Copy the data below line for line, without changing a single character.

>>>

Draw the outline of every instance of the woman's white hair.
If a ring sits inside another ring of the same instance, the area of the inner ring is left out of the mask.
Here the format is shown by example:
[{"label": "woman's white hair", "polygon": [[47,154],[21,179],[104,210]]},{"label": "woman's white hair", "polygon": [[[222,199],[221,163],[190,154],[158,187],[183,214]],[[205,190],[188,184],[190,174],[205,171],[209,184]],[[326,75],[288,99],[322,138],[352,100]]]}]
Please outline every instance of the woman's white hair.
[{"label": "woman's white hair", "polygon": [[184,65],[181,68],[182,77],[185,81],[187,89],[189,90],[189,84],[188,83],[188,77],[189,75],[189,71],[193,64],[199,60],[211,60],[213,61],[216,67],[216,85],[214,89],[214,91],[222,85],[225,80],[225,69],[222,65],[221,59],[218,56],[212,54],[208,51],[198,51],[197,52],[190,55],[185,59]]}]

<<<

### Exercise output
Draw the outline of every instance of the woman's white hair.
If a ring sits inside another ring of the same instance, the area of the inner ring is left out of the mask.
Here the format is shown by example:
[{"label": "woman's white hair", "polygon": [[47,154],[21,179],[104,210]]},{"label": "woman's white hair", "polygon": [[[222,199],[221,163],[190,154],[158,187],[183,214]],[[205,190],[188,184],[190,174],[205,171],[209,184]],[[326,75],[288,99],[322,138],[352,100]]]}]
Please outline every instance of the woman's white hair.
[{"label": "woman's white hair", "polygon": [[184,65],[181,68],[182,77],[185,81],[187,89],[189,90],[189,84],[188,83],[188,77],[189,75],[189,71],[193,64],[199,60],[211,60],[213,61],[216,67],[216,85],[214,89],[214,91],[222,85],[225,80],[225,69],[222,65],[221,59],[218,56],[212,54],[208,51],[198,51],[197,52],[190,55],[185,59]]}]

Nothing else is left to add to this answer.